Who would have thought it could already be 2009?
I've not been much in a blogging, journaling, writing, or otherwise wordy mood these last...months. There hasn't seemed much point, either... After all, it's not like I've been away. I've been here.
But I feel the need to comment right now that it has, in fact, now been for more than a full year I have been in only one country.
Furthermore, I have no clue when the last time was that such a phenomena has occured, but I'm pretty sure it has not been since 1995. Can you imagine that? i have not stayed in one country for a year since 14 years ago!
No wonder it's so weird!
Right now I am really missing Slovakia. Everything is changing there and continuing there and I miss being part of it all and seeing it... We're switching from Slovak krowns (national currency) to euros now. I have a lot of krown in my wallet here that I don't know how or when I'll get the chance to change over. But everyone is changing now. They say the lines in stores move ridiculously slowly, because know one (well, few) know how the coins work and everyone has to figure out the exchange.

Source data

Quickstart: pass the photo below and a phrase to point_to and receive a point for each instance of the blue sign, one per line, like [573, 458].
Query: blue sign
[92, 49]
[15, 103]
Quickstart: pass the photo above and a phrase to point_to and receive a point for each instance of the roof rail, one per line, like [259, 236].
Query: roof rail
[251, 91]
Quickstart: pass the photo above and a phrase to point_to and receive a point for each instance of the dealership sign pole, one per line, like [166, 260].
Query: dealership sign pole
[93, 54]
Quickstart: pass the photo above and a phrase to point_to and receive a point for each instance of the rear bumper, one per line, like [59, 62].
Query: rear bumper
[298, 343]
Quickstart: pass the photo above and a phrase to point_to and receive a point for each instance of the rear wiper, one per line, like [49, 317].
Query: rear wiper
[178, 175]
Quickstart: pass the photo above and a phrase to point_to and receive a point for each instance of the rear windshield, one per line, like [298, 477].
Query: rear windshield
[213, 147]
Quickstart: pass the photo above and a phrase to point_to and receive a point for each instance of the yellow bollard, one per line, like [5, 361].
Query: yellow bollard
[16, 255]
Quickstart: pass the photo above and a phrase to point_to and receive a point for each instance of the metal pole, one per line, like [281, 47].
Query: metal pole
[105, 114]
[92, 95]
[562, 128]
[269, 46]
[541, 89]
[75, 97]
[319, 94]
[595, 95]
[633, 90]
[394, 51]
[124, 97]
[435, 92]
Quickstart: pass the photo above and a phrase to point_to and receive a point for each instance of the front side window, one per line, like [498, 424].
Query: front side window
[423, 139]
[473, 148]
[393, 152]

WHAT TO PRODUCE
Reproduce the part of the blog post starting at "I've not been" and ending at "only one country.".

EXERCISE OUTPUT
I've not been much in a blogging, journaling, writing, or otherwise wordy mood these last...months. There hasn't seemed much point, either... After all, it's not like I've been away. I've been here.
But I feel the need to comment right now that it has, in fact, now been for more than a full year I have been in only one country.